Over the past eighteen months I have deployed all three of these engines in production at different companies. One was a product analytics platform doing 40 billion events per day, another was an ad-tech bidding pipeline, and the third was a log analytics stack replacing Elasticsearch. Each time I had to answer the same question: which real-time analytics database should we bet on?
The answer is never simple, and anyone who tells you "just use ClickHouse" without asking about your ingestion patterns, query shapes, and operational capacity is doing you a disservice. In this article I am going to give you the honest comparison I wish I had when I started evaluating these systems. I will cover architecture, ingestion, query performance, operations, cloud offerings, SQL compatibility, and give you a concrete decision framework at the end.
Architecture Overview: Three Philosophies for the Same Problem
All three are columnar, distributed, MPP (massively parallel processing) OLAP database systems designed for sub-second analytical queries on large datasets. But they arrive at that goal from very different starting points.
ClickHouse
ClickHouse was born at Yandex for web analytics. It is a C++ monolith in the best sense: a single binary that handles storage, compute, and coordination. Data is stored in its own columnar format using the MergeTree family of table engines. Vectorized execution processes data in batches of columns rather than row-by-row, and the query planner is tightly coupled to the storage layer. This tight coupling is both its greatest strength (extreme scan performance) and its biggest limitation (less flexibility in decoupling storage from compute).
Apache Druid
Druid was created at Metamarkets (now part of Snap) for interactive analytics on event streams. It uses a microservices architecture with distinct process roles: Coordinator, Overlord, Historical, MiddleManager, Broker, and Router. Data is stored in immutable "segments" in deep storage (S3, HDFS, or local disk) and cached on Historical nodes. Druid was designed around streaming ingestion from Kafka from day one, with native support for real-time and batch indexing tasks. It pre-aggregates data at ingestion time using "rollup," which can dramatically reduce storage at the cost of losing raw row-level detail.

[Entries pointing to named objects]
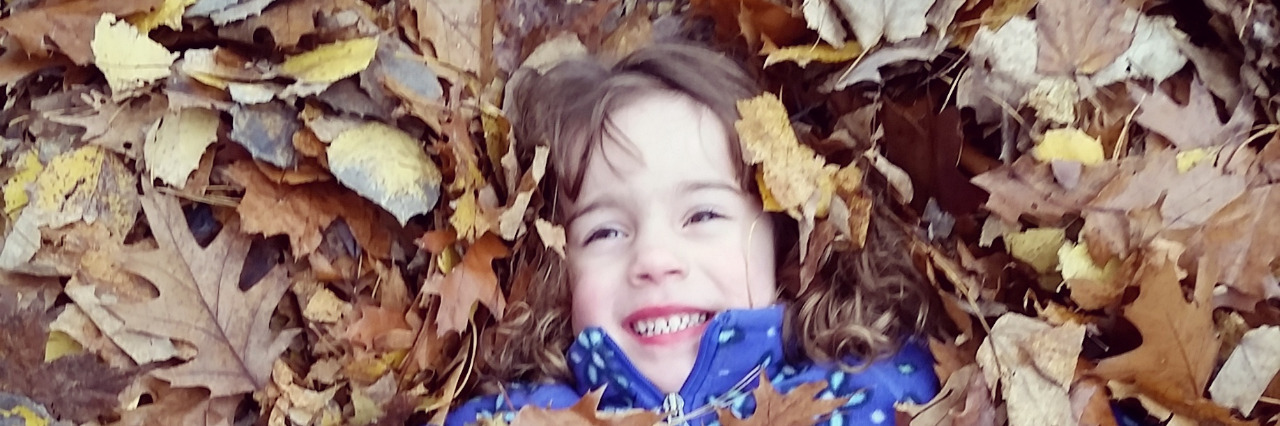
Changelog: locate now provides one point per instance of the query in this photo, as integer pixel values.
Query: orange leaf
(796, 407)
(472, 280)
(1178, 339)
(201, 302)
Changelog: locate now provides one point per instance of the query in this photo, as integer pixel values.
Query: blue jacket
(736, 348)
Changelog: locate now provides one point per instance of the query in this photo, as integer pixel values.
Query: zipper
(673, 406)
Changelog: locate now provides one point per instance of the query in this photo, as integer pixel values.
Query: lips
(666, 324)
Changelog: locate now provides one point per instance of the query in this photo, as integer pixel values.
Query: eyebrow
(684, 187)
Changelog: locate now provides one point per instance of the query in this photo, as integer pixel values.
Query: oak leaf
(470, 282)
(796, 407)
(583, 413)
(76, 386)
(201, 302)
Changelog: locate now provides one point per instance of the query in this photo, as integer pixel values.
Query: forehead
(667, 133)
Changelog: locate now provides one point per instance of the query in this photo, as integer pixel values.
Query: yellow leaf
(1072, 145)
(127, 58)
(1037, 247)
(333, 62)
(552, 236)
(60, 344)
(388, 166)
(324, 307)
(16, 188)
(792, 173)
(1189, 159)
(766, 196)
(88, 184)
(173, 149)
(822, 53)
(168, 14)
(464, 219)
(1075, 264)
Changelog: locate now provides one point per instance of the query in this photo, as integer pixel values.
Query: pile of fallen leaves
(309, 211)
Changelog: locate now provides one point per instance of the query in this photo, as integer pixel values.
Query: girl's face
(662, 237)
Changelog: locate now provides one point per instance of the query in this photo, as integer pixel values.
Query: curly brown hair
(862, 302)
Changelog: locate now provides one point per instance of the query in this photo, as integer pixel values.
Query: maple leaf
(396, 174)
(1240, 243)
(1196, 124)
(1029, 188)
(470, 282)
(583, 413)
(1178, 342)
(1080, 35)
(798, 407)
(201, 302)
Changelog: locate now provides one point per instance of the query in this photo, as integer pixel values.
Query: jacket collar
(737, 346)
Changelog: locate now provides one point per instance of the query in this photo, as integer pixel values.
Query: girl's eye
(704, 215)
(602, 234)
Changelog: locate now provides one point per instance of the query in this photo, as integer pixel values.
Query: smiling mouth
(670, 324)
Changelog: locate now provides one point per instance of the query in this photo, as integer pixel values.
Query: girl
(680, 289)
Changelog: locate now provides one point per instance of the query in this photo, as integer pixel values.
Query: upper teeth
(668, 324)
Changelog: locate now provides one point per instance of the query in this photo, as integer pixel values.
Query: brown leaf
(798, 407)
(286, 21)
(305, 211)
(380, 329)
(470, 282)
(1033, 363)
(1240, 242)
(1194, 124)
(179, 406)
(1080, 36)
(1028, 188)
(583, 413)
(78, 386)
(68, 26)
(1178, 340)
(201, 302)
(453, 30)
(963, 401)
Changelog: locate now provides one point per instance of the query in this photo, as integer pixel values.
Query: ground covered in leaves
(307, 211)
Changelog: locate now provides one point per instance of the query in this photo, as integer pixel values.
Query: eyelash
(708, 214)
(693, 219)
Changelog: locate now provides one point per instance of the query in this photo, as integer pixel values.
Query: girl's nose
(656, 260)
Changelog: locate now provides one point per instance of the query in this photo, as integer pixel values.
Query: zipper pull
(673, 406)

__Instructions to follow__
Reproduce verbatim the part of the analytics database comparison above from "The answer is" up to and including "at the end.".

__Result of the exercise__
The answer is never simple, and anyone who tells you "just use ClickHouse" without asking about your ingestion patterns, query shapes, and operational capacity is doing you a disservice. In this article I am going to give you the honest comparison I wish I had when I started evaluating these systems. I will cover architecture, ingestion, query performance, operations, cloud offerings, SQL compatibility, and give you a concrete decision framework at the end.